BEGIN

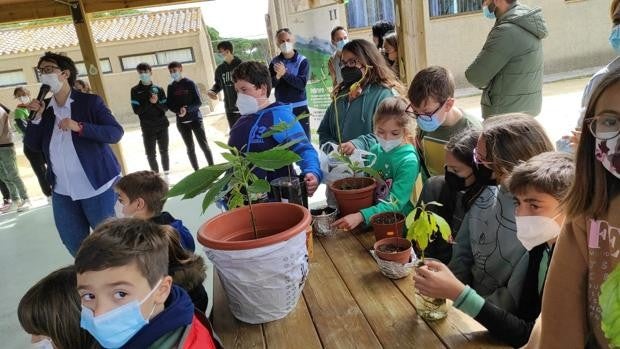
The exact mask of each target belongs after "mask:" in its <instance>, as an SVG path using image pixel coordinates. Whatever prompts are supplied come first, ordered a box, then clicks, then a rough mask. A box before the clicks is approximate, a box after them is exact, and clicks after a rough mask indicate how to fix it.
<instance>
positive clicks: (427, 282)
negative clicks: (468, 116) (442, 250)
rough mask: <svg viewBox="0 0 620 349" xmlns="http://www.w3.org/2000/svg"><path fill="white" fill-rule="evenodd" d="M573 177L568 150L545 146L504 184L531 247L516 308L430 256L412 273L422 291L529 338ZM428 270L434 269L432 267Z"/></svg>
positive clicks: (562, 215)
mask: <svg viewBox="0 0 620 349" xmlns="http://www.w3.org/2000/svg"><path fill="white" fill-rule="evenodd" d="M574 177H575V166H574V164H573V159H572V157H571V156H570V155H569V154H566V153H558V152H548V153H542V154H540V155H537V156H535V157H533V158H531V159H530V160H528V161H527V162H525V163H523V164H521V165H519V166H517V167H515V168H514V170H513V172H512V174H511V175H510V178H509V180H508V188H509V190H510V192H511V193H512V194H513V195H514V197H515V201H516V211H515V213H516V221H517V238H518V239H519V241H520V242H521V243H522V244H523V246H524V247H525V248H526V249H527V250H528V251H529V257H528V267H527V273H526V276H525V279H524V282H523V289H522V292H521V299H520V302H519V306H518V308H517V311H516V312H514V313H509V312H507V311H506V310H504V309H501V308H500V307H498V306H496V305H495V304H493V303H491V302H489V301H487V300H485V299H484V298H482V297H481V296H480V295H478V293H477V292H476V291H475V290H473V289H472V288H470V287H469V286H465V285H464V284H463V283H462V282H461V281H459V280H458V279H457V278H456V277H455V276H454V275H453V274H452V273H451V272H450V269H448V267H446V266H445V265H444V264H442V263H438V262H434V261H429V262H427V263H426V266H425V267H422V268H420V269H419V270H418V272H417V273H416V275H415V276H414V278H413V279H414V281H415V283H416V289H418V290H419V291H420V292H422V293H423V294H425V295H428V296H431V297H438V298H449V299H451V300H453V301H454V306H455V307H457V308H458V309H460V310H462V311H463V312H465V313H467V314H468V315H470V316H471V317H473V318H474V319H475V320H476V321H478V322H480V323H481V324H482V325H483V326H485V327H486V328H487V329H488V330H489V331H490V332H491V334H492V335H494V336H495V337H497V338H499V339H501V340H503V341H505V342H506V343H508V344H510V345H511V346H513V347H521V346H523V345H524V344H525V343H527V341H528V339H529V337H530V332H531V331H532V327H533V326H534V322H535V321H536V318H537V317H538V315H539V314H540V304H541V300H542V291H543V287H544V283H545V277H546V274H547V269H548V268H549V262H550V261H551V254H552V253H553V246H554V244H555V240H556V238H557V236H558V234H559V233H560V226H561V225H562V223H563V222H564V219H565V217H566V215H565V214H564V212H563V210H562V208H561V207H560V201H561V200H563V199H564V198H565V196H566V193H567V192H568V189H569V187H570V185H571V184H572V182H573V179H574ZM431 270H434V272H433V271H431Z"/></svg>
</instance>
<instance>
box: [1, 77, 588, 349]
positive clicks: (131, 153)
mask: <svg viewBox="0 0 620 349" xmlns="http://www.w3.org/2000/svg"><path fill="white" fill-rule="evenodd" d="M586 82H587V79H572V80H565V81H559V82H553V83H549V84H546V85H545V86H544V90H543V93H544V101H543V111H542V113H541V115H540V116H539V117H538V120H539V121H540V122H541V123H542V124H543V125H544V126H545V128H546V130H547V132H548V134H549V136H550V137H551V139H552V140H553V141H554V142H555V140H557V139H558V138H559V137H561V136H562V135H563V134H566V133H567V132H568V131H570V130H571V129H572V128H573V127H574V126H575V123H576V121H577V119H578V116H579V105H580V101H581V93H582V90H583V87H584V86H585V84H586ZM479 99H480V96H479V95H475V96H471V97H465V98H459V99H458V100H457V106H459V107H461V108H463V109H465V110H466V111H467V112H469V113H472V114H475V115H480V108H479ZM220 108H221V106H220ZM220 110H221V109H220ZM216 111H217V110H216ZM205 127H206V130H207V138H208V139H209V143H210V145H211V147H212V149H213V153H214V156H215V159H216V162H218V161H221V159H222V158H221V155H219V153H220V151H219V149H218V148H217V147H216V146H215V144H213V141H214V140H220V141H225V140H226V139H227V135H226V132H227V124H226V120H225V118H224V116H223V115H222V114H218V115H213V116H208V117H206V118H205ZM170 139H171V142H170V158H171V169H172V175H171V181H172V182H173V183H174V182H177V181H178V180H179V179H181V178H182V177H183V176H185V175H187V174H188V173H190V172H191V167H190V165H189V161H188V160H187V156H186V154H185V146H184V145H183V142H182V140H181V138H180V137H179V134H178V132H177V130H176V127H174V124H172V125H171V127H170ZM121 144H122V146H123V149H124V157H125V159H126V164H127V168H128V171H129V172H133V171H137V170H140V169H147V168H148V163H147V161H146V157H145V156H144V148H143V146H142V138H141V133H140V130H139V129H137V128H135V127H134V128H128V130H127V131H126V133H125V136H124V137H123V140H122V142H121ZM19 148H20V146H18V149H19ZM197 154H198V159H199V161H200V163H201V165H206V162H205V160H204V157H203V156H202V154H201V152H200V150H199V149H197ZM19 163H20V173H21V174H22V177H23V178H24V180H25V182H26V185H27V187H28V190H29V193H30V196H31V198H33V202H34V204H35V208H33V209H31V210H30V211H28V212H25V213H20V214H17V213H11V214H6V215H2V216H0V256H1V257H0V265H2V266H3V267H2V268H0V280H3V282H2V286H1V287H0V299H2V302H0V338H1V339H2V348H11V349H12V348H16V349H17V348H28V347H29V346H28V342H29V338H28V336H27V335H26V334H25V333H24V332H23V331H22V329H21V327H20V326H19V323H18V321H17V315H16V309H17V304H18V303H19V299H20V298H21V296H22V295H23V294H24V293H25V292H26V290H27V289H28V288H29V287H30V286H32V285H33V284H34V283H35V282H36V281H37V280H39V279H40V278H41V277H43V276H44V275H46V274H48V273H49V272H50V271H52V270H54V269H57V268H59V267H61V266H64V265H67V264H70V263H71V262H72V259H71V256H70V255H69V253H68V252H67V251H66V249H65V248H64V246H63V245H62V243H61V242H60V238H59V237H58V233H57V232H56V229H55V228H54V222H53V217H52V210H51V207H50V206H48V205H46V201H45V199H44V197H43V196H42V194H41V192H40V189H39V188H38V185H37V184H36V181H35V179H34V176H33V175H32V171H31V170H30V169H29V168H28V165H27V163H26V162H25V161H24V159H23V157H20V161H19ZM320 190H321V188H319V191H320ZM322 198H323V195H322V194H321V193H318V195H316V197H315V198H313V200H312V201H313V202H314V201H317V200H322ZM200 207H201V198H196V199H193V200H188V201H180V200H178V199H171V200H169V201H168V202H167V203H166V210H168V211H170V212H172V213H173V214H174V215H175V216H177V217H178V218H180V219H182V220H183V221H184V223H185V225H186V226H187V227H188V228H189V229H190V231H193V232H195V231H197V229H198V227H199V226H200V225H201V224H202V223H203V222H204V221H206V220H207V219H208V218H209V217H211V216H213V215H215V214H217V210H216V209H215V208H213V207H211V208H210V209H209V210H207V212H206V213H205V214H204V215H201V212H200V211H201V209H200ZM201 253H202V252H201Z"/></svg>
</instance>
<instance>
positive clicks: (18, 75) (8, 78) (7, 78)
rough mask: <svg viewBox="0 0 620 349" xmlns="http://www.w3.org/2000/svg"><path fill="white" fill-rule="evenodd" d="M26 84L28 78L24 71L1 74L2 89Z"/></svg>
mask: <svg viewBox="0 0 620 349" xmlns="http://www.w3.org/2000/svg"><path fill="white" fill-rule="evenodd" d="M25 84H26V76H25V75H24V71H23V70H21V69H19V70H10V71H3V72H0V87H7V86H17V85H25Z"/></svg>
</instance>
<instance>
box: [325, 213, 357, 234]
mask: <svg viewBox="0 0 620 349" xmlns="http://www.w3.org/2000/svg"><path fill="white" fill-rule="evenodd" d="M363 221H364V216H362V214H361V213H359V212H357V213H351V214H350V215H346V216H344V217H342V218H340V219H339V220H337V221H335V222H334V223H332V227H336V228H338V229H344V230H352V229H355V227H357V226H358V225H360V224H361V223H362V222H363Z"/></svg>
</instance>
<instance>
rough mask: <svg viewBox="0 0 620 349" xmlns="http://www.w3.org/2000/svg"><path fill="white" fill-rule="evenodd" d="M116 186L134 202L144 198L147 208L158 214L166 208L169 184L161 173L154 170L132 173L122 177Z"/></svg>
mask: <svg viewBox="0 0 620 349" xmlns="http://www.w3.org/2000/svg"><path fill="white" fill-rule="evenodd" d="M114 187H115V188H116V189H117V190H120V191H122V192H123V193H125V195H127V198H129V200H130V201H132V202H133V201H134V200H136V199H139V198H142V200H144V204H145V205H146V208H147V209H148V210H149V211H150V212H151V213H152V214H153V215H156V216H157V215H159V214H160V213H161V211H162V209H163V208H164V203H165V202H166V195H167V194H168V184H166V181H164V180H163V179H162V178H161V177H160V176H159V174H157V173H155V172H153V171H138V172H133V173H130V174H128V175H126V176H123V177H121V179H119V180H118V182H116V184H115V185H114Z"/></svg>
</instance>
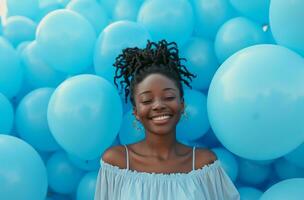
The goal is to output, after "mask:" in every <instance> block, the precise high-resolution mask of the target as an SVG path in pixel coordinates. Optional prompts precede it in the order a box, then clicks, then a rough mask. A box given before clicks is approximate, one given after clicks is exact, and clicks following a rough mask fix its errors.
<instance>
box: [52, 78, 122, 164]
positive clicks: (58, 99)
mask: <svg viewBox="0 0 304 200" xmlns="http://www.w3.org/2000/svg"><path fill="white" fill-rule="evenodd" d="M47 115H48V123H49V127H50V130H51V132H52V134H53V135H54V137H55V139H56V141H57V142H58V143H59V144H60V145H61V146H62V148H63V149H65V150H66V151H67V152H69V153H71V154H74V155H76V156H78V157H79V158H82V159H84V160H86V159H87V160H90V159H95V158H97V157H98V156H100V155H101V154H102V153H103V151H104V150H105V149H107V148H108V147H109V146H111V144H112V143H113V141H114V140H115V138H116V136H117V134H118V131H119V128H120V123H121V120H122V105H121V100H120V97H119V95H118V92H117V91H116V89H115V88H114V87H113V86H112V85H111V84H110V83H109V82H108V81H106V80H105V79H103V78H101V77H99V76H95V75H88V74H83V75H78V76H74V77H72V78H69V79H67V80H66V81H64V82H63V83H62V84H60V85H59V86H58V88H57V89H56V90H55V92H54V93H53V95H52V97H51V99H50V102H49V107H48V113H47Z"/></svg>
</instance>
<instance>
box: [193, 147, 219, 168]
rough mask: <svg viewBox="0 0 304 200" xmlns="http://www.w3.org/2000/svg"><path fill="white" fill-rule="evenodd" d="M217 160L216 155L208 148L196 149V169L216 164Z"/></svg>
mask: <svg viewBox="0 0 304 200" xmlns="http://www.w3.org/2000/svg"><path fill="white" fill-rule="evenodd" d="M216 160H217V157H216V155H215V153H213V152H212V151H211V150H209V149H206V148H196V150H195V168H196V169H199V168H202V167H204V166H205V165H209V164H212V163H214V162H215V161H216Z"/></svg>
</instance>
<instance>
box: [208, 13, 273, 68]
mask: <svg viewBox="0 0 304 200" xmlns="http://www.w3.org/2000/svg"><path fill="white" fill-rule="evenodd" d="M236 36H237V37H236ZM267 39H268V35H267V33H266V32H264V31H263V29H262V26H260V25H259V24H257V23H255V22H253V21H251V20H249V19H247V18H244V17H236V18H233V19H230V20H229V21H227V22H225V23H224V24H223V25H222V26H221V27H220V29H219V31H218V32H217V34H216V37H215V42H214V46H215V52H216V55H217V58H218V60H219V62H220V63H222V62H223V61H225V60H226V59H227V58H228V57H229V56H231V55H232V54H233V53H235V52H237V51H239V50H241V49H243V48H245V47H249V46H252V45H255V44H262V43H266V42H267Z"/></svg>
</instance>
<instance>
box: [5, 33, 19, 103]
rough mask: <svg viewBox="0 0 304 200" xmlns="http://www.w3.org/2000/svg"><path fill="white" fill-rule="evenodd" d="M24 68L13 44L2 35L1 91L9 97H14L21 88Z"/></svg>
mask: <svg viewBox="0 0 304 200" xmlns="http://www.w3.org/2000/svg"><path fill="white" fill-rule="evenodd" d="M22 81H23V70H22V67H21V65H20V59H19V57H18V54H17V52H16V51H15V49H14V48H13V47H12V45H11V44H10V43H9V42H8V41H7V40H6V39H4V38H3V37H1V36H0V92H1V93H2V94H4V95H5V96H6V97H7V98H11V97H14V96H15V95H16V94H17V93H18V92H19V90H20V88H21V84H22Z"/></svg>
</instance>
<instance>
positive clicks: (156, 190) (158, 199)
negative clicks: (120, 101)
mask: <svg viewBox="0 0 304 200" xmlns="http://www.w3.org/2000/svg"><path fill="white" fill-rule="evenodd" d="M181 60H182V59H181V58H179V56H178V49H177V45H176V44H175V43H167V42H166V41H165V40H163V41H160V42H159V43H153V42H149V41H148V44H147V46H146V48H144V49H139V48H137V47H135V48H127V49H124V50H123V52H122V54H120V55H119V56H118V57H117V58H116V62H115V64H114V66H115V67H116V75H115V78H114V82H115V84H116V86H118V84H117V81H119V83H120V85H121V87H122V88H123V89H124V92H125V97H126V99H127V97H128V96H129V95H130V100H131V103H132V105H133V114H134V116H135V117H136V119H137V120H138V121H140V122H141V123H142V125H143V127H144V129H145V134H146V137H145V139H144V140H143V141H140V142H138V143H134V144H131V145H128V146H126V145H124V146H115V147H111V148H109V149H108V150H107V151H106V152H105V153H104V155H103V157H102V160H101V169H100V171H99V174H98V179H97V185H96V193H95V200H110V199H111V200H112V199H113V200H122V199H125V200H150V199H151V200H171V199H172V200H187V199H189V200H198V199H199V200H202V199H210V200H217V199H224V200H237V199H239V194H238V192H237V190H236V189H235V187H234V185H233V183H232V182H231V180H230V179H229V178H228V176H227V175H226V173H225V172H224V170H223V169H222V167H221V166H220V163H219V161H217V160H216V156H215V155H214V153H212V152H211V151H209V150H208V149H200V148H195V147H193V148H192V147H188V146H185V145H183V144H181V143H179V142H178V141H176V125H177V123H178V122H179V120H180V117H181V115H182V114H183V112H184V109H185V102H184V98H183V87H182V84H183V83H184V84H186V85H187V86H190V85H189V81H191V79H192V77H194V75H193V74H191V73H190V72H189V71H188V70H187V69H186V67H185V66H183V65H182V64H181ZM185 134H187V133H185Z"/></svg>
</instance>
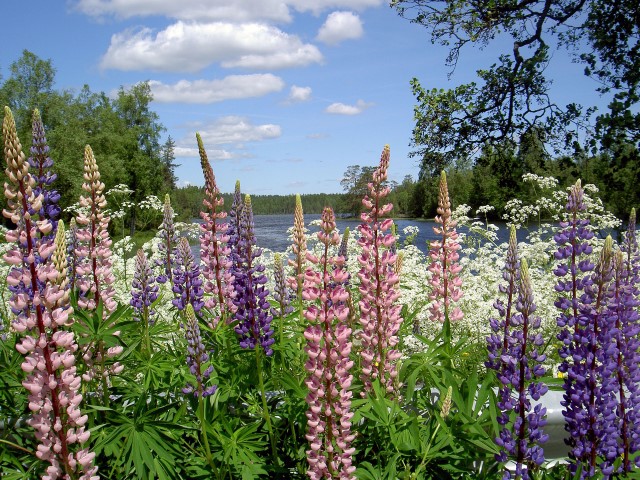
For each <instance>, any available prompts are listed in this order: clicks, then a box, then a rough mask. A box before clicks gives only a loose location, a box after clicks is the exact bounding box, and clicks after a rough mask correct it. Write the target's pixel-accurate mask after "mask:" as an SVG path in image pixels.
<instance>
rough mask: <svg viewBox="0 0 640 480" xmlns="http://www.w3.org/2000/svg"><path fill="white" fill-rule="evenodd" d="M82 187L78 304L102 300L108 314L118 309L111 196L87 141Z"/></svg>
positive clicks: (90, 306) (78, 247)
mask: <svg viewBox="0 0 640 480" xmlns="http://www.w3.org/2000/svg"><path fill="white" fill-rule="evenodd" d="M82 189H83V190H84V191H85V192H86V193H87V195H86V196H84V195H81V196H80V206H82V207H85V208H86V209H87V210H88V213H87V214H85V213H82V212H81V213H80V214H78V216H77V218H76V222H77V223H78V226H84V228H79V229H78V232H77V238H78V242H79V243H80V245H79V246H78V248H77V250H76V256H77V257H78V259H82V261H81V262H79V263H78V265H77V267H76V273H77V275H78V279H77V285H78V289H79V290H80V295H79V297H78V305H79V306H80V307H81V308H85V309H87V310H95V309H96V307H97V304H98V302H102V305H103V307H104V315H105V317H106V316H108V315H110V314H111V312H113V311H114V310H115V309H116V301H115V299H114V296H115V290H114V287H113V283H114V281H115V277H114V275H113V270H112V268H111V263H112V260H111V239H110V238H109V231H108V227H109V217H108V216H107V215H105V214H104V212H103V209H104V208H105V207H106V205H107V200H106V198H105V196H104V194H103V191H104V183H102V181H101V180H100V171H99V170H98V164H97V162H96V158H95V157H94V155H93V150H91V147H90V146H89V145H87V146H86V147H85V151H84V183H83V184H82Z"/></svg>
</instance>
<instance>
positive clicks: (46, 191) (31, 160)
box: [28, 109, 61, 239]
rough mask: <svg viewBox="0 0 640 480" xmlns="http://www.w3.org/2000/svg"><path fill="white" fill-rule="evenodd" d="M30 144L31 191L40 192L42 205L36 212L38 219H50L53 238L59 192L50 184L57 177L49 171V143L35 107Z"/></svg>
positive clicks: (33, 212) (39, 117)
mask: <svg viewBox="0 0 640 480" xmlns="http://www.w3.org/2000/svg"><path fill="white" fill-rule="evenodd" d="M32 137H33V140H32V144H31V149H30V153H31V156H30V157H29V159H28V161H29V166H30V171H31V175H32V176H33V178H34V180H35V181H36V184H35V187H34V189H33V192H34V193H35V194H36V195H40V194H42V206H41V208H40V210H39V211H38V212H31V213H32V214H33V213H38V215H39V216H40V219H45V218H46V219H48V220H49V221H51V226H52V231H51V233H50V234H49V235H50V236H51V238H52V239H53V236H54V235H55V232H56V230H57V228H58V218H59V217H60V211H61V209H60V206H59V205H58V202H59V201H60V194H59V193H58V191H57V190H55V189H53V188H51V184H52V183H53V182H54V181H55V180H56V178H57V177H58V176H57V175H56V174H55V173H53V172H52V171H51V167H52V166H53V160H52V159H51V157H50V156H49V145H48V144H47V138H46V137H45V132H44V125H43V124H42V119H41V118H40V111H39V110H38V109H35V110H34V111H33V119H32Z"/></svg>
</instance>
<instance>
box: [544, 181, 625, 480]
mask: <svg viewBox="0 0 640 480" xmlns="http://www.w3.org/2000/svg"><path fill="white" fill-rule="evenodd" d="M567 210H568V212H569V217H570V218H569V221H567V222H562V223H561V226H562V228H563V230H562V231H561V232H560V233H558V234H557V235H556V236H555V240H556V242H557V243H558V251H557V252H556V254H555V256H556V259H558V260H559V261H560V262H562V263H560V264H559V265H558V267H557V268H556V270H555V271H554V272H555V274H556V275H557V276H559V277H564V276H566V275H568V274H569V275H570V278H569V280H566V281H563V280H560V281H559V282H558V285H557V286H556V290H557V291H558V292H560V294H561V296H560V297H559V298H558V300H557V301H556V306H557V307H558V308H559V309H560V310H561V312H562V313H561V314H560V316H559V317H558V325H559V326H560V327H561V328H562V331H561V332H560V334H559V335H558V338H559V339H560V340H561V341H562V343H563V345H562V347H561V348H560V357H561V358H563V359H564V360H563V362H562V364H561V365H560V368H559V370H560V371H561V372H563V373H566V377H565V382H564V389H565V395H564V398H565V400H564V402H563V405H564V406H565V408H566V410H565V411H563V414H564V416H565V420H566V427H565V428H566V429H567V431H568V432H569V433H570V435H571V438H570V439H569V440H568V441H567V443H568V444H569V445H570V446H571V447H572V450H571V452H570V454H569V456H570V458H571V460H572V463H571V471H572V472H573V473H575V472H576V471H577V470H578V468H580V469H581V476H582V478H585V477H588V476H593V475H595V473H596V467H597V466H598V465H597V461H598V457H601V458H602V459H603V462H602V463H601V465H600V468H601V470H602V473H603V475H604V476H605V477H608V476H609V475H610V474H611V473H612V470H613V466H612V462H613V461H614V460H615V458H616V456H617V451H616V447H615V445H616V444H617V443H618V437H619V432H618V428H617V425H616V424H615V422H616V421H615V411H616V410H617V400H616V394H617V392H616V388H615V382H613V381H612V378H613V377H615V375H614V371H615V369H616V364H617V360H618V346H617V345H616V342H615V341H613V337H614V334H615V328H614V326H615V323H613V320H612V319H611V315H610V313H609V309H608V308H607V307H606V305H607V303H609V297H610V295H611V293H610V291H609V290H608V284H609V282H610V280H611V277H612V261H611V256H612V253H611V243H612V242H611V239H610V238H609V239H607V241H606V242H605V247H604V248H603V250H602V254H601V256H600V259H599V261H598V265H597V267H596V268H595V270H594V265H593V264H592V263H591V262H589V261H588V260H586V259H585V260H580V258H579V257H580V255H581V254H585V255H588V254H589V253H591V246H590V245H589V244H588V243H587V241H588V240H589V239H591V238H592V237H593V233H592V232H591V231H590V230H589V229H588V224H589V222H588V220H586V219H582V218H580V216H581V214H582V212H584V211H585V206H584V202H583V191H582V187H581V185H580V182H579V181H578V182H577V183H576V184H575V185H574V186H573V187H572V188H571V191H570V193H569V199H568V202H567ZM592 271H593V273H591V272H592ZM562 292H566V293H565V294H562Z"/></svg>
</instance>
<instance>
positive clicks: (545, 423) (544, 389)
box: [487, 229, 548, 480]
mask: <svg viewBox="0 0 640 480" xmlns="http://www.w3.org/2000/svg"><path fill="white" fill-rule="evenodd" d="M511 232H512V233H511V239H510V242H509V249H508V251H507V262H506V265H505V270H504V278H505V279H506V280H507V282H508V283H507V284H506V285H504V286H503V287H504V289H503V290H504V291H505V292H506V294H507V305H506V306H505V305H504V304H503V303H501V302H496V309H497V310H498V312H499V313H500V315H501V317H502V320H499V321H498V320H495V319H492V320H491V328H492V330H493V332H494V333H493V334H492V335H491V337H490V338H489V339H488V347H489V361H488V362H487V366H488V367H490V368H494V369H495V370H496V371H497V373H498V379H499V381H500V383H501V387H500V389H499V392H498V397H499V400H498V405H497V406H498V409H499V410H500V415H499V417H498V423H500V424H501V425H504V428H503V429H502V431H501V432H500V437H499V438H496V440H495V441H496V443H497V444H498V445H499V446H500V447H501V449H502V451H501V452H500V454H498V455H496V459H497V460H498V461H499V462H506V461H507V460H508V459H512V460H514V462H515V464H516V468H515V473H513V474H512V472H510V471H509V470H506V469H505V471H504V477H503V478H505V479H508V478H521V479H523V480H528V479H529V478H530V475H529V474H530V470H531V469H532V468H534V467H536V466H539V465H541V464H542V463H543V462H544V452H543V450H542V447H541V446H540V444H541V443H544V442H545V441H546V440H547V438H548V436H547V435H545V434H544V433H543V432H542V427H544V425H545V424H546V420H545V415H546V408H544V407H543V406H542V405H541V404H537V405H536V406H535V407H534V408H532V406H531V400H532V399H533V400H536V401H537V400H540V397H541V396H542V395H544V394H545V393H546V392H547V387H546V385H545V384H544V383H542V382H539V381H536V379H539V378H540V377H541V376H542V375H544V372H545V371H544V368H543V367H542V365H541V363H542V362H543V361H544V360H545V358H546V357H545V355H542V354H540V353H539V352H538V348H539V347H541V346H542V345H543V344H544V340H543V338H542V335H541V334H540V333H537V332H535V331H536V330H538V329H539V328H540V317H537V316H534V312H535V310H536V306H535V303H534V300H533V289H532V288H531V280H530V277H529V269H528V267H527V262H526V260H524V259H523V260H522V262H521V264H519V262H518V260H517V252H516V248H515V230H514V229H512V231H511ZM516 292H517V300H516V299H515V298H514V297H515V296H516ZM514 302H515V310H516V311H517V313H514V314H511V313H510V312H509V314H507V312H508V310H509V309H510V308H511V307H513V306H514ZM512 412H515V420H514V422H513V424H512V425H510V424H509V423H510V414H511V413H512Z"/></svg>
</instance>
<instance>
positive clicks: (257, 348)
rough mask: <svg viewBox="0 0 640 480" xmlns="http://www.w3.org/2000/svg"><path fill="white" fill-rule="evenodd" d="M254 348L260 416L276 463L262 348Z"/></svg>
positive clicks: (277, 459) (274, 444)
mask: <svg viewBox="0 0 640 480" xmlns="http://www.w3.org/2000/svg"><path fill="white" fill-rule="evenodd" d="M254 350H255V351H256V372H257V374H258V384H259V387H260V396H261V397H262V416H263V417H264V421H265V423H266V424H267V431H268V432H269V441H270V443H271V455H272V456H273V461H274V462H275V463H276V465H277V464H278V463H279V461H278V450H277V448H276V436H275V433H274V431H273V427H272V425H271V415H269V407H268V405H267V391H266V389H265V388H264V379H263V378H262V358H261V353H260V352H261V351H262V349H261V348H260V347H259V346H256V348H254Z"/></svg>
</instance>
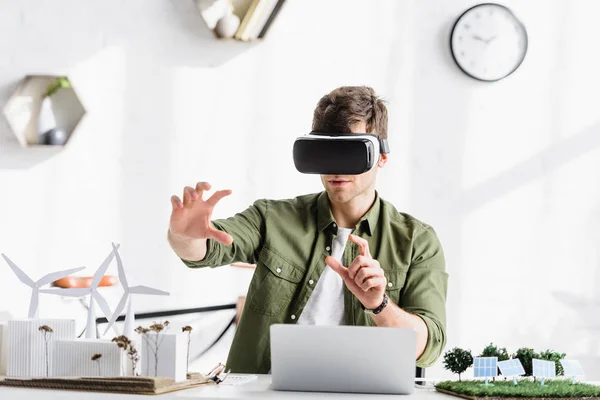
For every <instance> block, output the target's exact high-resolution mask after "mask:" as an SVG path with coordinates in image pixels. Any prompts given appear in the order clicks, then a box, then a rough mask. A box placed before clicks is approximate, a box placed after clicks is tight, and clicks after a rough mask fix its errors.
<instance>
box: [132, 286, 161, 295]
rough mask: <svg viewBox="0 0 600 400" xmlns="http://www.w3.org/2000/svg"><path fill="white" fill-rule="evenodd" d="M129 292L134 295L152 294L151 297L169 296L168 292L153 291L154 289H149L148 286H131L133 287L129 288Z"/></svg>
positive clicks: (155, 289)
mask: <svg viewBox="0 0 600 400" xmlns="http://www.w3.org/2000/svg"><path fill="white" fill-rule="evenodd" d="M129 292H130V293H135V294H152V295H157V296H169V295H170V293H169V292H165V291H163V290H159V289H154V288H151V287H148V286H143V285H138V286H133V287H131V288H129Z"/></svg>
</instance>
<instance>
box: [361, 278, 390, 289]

END

### THE TASK
Quote the data above from the line containing "positive clicks: (90, 306) (78, 247)" to the line containing "144L31 191L40 192L42", inclusive, and stop.

### TASK RESULT
positive clicks: (90, 306) (78, 247)
mask: <svg viewBox="0 0 640 480" xmlns="http://www.w3.org/2000/svg"><path fill="white" fill-rule="evenodd" d="M82 189H83V190H84V191H85V192H86V193H87V195H86V196H84V195H81V196H80V206H82V207H85V208H86V209H87V210H88V213H87V214H85V213H82V212H81V213H80V214H78V216H77V218H76V222H77V223H78V226H84V228H79V229H78V232H77V238H78V242H79V243H80V245H79V246H78V248H77V250H76V256H77V257H78V259H82V261H81V262H79V263H78V265H77V267H76V273H77V275H78V279H77V285H78V289H79V290H80V295H79V297H78V305H79V306H80V307H81V308H85V309H87V310H95V309H96V307H97V304H98V302H102V305H103V307H104V315H105V317H106V316H108V315H110V314H111V312H113V311H114V310H115V309H116V301H115V299H114V296H115V290H114V287H113V283H114V281H115V277H114V275H113V270H112V268H111V263H112V260H111V239H110V238H109V231H108V227H109V217H108V216H107V215H105V214H104V212H103V209H104V208H105V207H106V205H107V200H106V198H105V196H104V194H103V191H104V183H102V181H101V180H100V171H99V170H98V164H97V162H96V158H95V157H94V155H93V150H91V147H90V146H89V145H87V146H86V147H85V151H84V183H83V184H82Z"/></svg>
</instance>
<instance>
positive clicks: (46, 191) (31, 160)
box: [28, 109, 61, 239]
rough mask: <svg viewBox="0 0 640 480" xmlns="http://www.w3.org/2000/svg"><path fill="white" fill-rule="evenodd" d="M30 144L31 191L40 192L42 205L36 212L38 219H50L53 238L59 192L50 184L57 177L49 171V143L35 107Z"/></svg>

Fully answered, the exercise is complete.